About this task: For this exercise, transcribe all of the entries exactly.

(Material provided Opens)

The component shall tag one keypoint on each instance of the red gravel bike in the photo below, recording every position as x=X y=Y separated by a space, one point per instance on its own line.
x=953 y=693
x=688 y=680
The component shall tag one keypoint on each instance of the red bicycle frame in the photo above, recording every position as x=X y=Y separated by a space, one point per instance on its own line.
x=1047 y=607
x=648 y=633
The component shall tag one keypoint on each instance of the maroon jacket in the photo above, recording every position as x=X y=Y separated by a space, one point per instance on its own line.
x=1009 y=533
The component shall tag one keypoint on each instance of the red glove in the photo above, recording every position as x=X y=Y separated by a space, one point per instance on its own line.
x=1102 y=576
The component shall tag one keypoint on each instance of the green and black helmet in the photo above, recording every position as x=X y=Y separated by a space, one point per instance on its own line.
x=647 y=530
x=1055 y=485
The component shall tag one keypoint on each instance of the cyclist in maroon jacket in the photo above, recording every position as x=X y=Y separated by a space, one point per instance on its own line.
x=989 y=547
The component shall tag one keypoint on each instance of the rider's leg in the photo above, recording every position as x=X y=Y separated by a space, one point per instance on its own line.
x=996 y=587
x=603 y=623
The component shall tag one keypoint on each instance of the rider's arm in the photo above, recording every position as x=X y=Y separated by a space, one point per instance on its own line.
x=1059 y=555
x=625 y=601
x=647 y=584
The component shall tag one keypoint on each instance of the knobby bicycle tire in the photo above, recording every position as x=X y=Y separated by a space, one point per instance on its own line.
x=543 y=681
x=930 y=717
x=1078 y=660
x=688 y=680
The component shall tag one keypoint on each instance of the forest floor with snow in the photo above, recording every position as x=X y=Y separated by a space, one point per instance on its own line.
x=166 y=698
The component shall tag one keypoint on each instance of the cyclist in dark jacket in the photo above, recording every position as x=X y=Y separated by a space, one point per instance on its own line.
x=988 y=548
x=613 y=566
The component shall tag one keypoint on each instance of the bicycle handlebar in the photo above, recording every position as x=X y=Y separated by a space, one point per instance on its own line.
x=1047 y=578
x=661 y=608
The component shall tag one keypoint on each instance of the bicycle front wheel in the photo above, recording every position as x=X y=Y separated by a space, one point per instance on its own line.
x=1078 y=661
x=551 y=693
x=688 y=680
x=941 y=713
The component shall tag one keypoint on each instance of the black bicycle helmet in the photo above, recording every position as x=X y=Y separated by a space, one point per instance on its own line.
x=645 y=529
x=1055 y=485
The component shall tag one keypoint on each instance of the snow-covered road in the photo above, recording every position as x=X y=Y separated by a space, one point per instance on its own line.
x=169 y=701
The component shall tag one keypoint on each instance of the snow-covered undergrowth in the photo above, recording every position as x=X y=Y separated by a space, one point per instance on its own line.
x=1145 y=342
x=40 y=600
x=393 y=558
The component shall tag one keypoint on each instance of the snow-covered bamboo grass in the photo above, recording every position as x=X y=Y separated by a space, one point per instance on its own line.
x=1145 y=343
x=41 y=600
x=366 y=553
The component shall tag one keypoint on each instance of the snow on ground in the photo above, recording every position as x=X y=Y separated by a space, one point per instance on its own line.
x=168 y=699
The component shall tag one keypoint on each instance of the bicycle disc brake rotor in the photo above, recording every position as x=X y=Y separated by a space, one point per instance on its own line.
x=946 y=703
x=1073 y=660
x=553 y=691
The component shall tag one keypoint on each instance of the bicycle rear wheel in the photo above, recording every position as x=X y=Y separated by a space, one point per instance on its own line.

(Material provided Closes)

Finished exercise:
The component shall tag one keypoint on each instance of the red gravel bike in the photo below, recording every position as x=X y=Y separated by a space, one point per instance on its own line.
x=953 y=693
x=688 y=680
The component shall tag one keypoint on each instance of the red bicycle frame in the photo above, recording every position as x=X y=Y separated by a space, one point per instance on its own line.
x=1047 y=607
x=648 y=633
The component shall tag one keypoint on each instance of the maroon jacket in the photo above, recording every position as x=X y=Y separated by a space, one point per instance on its own line.
x=1009 y=533
The component shall tag one keypoint on each instance of the red glove in the photo above, recording every position as x=X y=Y separated by a space, one point per instance on its own line.
x=1102 y=576
The component shall tag one keypoint on each instance of the green and black helmet in the photo above, recording every position as x=X y=Y separated by a space, one point per instance on its own line.
x=647 y=530
x=1055 y=485
The component shall tag one keypoint on each instance of the cyclist in maroon jacket in the photo above, recording every position as x=X y=Y separated by a space, one point per instance on its own line.
x=989 y=547
The component shall tag one keypoint on each instance of the rider's leg in the photo above, recording every position as x=X y=Y separated by a space, one point per instance on its own line.
x=996 y=587
x=603 y=623
The component shall tag one keypoint on each instance of the rider's arm in the photo above, recording every position as x=X y=Y separated by a space, one point per instance on its own line.
x=1059 y=555
x=625 y=601
x=647 y=584
The component shall tag one keypoint on each instance of the knobby bicycle tire in the photo above, recording every position as x=X y=Y separated by a space, one point per instance on its own line.
x=543 y=681
x=930 y=717
x=1078 y=660
x=688 y=680
The component shall tag one keypoint on each instance of the forest floor with snow in the photo above, recording every position as x=X y=Y separated by a space, one point per instance on its own line.
x=166 y=698
The component shall tag one keypoint on each instance of the cyclist in dark jacket in the photo above, recording every position as x=X y=Y separated by a space, one point per instance on its own line.
x=988 y=548
x=613 y=566
The component shall tag one keypoint on each instance of the bicycle handlebar in the photo above, recording every position as x=X y=Y separated by a space, one point per instance on its own line.
x=1047 y=578
x=661 y=608
The component shall tag one keypoint on each instance of the bicycle front wheel in the photo above, recording every position as x=X y=Y separated by a space, one point per instance on its own line.
x=1078 y=661
x=551 y=693
x=688 y=680
x=941 y=713
The component shall tag one keypoint on each instance of the black bicycle helmet in the photo above, recording every position as x=X y=Y separated by a space, one point per instance on its own line.
x=645 y=529
x=1055 y=485
The component shall tag one keypoint on each instance of the snow-covered road in the photo above, recording every position as x=X y=Y separated by a space, one point per instance on its own line.
x=169 y=701
The component shall tag one keypoint on each instance of the snow-covered undergrowth in the photo above, recording every position as x=X y=Y separated by a space, one point per instance on its own line.
x=1145 y=342
x=40 y=600
x=393 y=558
The component shall tag one keypoint on each instance of the snow-covered bamboo grass in the photo above, recording every position as x=X y=Y separated by a space, one point per instance on its own line.
x=1145 y=343
x=41 y=600
x=366 y=553
The component shall tag one keypoint on each instance of the snow on ground in the photo above, recording every position as x=X y=Y separated by a space, one point per instance on its own line.
x=168 y=699
The component shall tag one keypoint on each instance of the bicycle disc brake rotor in the photo above, recording every position as x=X y=Y separated by a space, one point per instance on its own line.
x=946 y=703
x=1073 y=660
x=553 y=691
The component shall tag one keypoint on each instance of the bicycle rear wheel in the photo above, recording every position as x=X y=Y separated by a space, one point per instance on its own line.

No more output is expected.